> Extracted information:
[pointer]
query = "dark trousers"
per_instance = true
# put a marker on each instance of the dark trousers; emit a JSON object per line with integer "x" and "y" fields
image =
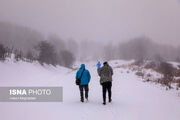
{"x": 84, "y": 88}
{"x": 106, "y": 87}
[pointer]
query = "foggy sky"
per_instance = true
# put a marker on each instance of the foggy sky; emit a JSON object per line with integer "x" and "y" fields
{"x": 98, "y": 20}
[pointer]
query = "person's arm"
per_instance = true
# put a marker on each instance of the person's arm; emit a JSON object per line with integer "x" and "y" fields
{"x": 76, "y": 75}
{"x": 111, "y": 71}
{"x": 99, "y": 71}
{"x": 89, "y": 76}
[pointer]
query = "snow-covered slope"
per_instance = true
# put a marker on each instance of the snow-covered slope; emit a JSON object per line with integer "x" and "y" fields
{"x": 132, "y": 98}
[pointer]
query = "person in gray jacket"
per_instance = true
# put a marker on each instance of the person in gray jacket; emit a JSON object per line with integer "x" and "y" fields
{"x": 105, "y": 74}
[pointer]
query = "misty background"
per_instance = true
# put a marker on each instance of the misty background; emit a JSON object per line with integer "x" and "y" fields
{"x": 91, "y": 29}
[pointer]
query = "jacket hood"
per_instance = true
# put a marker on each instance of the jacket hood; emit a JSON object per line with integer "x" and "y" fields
{"x": 82, "y": 66}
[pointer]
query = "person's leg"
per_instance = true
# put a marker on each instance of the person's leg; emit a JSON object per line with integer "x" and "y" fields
{"x": 109, "y": 91}
{"x": 81, "y": 93}
{"x": 104, "y": 93}
{"x": 86, "y": 91}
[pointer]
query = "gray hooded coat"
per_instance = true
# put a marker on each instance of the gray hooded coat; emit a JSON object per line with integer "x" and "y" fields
{"x": 105, "y": 73}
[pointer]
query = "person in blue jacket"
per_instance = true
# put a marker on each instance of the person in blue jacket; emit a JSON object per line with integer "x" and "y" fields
{"x": 85, "y": 79}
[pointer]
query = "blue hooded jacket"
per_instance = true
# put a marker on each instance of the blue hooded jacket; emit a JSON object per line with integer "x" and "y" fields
{"x": 85, "y": 77}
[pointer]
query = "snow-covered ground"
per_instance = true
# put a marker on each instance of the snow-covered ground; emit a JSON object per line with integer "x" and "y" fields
{"x": 132, "y": 98}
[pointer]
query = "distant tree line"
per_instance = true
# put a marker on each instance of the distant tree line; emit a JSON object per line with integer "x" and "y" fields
{"x": 32, "y": 45}
{"x": 29, "y": 45}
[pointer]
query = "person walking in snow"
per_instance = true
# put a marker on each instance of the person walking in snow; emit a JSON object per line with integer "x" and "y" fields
{"x": 105, "y": 74}
{"x": 84, "y": 76}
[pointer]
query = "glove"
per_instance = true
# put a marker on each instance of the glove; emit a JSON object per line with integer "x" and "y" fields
{"x": 98, "y": 65}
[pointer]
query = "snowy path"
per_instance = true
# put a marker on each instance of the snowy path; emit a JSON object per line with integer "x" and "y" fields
{"x": 132, "y": 99}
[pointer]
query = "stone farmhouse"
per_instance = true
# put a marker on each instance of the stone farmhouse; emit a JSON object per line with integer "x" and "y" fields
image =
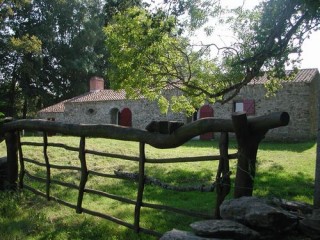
{"x": 298, "y": 97}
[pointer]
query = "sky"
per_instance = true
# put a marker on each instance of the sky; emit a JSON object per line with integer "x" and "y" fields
{"x": 310, "y": 57}
{"x": 310, "y": 48}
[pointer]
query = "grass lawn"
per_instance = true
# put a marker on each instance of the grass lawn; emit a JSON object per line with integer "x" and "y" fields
{"x": 284, "y": 170}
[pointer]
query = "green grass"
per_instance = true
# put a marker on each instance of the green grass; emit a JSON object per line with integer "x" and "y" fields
{"x": 284, "y": 170}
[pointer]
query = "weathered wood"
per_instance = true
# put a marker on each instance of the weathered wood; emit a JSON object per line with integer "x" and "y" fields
{"x": 141, "y": 181}
{"x": 12, "y": 160}
{"x": 46, "y": 158}
{"x": 21, "y": 162}
{"x": 158, "y": 140}
{"x": 223, "y": 182}
{"x": 248, "y": 143}
{"x": 84, "y": 173}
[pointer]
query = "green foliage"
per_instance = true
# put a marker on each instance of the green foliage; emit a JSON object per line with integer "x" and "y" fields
{"x": 147, "y": 56}
{"x": 151, "y": 50}
{"x": 49, "y": 50}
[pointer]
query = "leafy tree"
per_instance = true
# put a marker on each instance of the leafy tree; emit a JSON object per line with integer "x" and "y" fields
{"x": 150, "y": 50}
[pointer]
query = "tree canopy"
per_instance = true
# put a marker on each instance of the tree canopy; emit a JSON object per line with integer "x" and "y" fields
{"x": 152, "y": 49}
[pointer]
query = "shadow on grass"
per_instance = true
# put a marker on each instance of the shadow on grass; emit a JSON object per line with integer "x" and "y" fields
{"x": 282, "y": 146}
{"x": 276, "y": 183}
{"x": 264, "y": 145}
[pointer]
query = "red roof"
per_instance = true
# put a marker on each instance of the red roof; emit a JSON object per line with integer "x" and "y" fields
{"x": 96, "y": 96}
{"x": 303, "y": 75}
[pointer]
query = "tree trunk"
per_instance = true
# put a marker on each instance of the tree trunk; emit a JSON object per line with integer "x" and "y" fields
{"x": 316, "y": 197}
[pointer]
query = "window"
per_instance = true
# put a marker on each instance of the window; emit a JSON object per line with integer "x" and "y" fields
{"x": 245, "y": 105}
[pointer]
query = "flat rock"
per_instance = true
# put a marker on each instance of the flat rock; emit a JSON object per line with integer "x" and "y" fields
{"x": 258, "y": 215}
{"x": 183, "y": 235}
{"x": 223, "y": 229}
{"x": 310, "y": 226}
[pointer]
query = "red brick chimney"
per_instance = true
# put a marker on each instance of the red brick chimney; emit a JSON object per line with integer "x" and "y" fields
{"x": 96, "y": 84}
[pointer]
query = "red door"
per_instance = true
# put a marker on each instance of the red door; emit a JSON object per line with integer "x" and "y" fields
{"x": 206, "y": 111}
{"x": 125, "y": 117}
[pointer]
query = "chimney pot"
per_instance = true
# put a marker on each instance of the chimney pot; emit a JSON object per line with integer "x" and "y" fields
{"x": 96, "y": 84}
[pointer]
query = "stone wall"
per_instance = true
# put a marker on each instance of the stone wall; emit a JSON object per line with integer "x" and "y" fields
{"x": 299, "y": 99}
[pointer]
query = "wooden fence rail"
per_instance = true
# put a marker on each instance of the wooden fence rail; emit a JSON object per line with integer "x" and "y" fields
{"x": 249, "y": 133}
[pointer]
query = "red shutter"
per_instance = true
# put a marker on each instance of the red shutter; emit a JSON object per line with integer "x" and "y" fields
{"x": 248, "y": 106}
{"x": 125, "y": 117}
{"x": 206, "y": 111}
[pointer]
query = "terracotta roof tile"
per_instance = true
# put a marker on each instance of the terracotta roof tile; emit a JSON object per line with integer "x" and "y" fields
{"x": 303, "y": 75}
{"x": 59, "y": 107}
{"x": 101, "y": 95}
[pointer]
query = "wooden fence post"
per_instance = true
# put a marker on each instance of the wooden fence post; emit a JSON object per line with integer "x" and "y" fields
{"x": 12, "y": 160}
{"x": 248, "y": 143}
{"x": 223, "y": 182}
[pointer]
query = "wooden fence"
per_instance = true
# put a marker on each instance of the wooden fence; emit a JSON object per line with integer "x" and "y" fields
{"x": 249, "y": 133}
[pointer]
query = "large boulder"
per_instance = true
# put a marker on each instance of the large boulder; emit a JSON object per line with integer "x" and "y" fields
{"x": 3, "y": 172}
{"x": 258, "y": 214}
{"x": 224, "y": 229}
{"x": 310, "y": 226}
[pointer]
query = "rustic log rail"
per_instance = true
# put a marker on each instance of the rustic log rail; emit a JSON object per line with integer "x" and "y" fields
{"x": 249, "y": 133}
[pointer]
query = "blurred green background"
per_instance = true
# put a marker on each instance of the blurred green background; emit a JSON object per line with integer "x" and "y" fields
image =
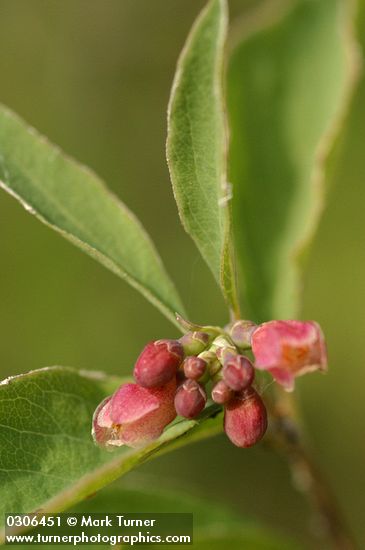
{"x": 94, "y": 76}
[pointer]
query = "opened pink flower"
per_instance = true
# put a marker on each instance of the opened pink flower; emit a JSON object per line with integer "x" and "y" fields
{"x": 288, "y": 349}
{"x": 134, "y": 415}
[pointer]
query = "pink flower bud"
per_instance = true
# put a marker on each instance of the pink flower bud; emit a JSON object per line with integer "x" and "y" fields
{"x": 241, "y": 333}
{"x": 194, "y": 343}
{"x": 134, "y": 415}
{"x": 221, "y": 393}
{"x": 190, "y": 399}
{"x": 194, "y": 367}
{"x": 245, "y": 418}
{"x": 158, "y": 363}
{"x": 238, "y": 373}
{"x": 288, "y": 349}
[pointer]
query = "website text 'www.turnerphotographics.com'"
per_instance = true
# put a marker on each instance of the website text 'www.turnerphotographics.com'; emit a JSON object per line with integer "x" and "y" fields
{"x": 112, "y": 529}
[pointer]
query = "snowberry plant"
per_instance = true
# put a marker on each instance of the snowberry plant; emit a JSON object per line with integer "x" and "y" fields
{"x": 251, "y": 119}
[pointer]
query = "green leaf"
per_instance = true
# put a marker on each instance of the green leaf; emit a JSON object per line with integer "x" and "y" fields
{"x": 48, "y": 460}
{"x": 196, "y": 145}
{"x": 288, "y": 86}
{"x": 73, "y": 200}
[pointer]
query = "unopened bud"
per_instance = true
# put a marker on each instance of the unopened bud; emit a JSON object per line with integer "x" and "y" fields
{"x": 194, "y": 343}
{"x": 288, "y": 349}
{"x": 245, "y": 418}
{"x": 238, "y": 373}
{"x": 158, "y": 363}
{"x": 221, "y": 393}
{"x": 190, "y": 399}
{"x": 241, "y": 333}
{"x": 194, "y": 367}
{"x": 226, "y": 354}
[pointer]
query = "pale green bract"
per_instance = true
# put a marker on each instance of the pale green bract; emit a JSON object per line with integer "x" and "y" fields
{"x": 288, "y": 85}
{"x": 196, "y": 145}
{"x": 73, "y": 200}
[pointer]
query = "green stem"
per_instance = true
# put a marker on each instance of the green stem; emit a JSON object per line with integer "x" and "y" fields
{"x": 287, "y": 439}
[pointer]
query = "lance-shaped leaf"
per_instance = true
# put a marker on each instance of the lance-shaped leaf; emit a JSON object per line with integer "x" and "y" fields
{"x": 288, "y": 85}
{"x": 74, "y": 201}
{"x": 196, "y": 145}
{"x": 48, "y": 460}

> Exercise brief: The expected output is every line from the material above where "blurred" can be found.

> Response area:
query = "blurred green background"
# put a marker on each instance of the blurred green background; emit a JSON object per line with integer "x" and "y" fields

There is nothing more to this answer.